The St Augustine Town Plan Historic District is a U.S. National Historic Landmark District encompassing the colonial heart of the city.  It substantially encompasses the street plan of the city as contained within the bounds of walls (no longer standing) built between the 16th and early 19th centuries.  The district is bounded by Cordova, Orange, and St. Francis Streets, and Matanzas Bay.  It was designated a National Historic Landmark in 1970, although its boundaries were not formally defined until 1986.

Description and history
St. Augustine, founded by Spain in 1565, is the oldest permanent European settlement on the mainland of North America, north of Mexico.  Its long colonial history extends to 1822, when Spanish East Florida was annexed to the United States as part of the Florida Territory.  The city core's street plan, with narrow streets, dates to the first period of Spanish control, which ended in 1763 with the cession of Florida to Great Britain.  Britain returned Florida to Spain in 1784.  Roughly half of the area's buildings were built before 1925, with a substantially large number in either Spanish Colonial or Moorish Revival styles.

■ **ENTRIES SUPPLIED**
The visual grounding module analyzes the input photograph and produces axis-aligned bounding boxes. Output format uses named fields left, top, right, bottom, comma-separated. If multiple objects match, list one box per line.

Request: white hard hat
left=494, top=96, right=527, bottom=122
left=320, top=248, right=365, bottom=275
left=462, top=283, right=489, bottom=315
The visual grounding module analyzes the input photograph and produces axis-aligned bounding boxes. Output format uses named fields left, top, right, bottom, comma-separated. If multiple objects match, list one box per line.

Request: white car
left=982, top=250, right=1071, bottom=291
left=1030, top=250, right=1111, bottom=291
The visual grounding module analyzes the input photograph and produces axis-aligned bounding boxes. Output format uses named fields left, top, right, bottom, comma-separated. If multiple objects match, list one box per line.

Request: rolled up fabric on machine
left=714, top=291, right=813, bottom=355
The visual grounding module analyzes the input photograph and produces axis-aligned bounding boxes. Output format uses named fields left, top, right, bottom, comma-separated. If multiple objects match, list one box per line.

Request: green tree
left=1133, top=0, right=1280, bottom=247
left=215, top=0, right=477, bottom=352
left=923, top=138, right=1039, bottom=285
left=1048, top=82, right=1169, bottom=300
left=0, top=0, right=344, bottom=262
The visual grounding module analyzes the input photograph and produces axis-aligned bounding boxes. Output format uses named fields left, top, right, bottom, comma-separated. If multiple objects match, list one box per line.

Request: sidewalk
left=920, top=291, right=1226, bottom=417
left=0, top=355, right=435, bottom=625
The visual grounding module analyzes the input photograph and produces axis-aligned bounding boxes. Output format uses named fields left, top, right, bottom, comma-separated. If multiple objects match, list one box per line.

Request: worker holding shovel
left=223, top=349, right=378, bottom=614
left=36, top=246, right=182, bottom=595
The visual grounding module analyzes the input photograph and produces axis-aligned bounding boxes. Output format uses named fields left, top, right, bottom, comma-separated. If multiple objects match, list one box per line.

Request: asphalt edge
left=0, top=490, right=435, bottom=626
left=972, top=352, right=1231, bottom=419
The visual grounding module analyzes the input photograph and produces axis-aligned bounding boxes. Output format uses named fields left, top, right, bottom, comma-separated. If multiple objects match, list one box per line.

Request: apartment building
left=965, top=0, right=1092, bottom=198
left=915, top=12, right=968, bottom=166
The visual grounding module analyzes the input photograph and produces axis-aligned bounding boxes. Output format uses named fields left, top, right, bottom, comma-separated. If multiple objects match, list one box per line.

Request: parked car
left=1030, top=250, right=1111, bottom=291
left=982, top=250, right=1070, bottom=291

■ **WRITTEN TASKS**
1) According to the passage on the St. Augustine Town Plan Historic District, in what year was the district designated a National Historic Landmark?
2) Translate this sentence from the passage on the St. Augustine Town Plan Historic District into Spanish: "Britain returned Florida to Spain in 1784."
3) Continue the passage on the St. Augustine Town Plan Historic District from its last sentence.

■ **EXPECTED ANSWERS**
1) 1970

2) Gran Bretaña devolvió Florida a España en 1784.

3)
Landmarks
Some of the most distinctive of the city's landmarks are located in the district, and have their origins in the Spanish settlement.  Construction of the Castillo de San Marcos, located at the northeastern end of the district, began with the community's founding, and the central plaza was also an early defining feature.  The plaza is now faced by the Cathedral Basilica of St. Augustine, built during the second Spanish period in 1793–94, and by a 1930s post office that was designed to strongly resemble the original Spanish governor's palace, which it replaced.  Further south in the district stand a cluster of some of the city's oldest surviving residences, including the  González–Alvarez House ( the Oldest House, the oldest surviving house in the city) and the Llambias House.

Other contributing properties
Blacksmith Shop
Florida Heritage House (Wakeman House)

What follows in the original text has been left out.